# [Action item]
Please give again, exactly and only, the stretch of lines from the one containing "Ground black pant" to the end of the entries below.

# [Input for this task]
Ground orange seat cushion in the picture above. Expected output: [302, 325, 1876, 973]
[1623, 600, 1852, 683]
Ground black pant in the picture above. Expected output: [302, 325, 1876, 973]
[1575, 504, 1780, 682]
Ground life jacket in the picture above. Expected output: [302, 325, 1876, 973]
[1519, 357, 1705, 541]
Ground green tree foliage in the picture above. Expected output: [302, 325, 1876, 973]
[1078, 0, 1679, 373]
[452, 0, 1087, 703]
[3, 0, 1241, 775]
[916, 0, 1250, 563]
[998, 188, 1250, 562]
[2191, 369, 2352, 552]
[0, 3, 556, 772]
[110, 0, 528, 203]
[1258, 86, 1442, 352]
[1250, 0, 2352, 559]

# [Written solution]
Ground black pant in the picture above. Expected output: [302, 325, 1876, 973]
[1575, 504, 1780, 682]
Ground life jacket in the picture above. Expected output: [302, 325, 1876, 973]
[1519, 357, 1705, 541]
Ground green tree foliage in the picture above. Expected output: [302, 325, 1876, 973]
[1078, 0, 1679, 373]
[452, 0, 1087, 703]
[3, 0, 1241, 775]
[916, 0, 1250, 563]
[998, 188, 1250, 562]
[2191, 369, 2352, 552]
[0, 3, 556, 772]
[110, 0, 528, 203]
[1258, 86, 1442, 352]
[1250, 0, 2352, 559]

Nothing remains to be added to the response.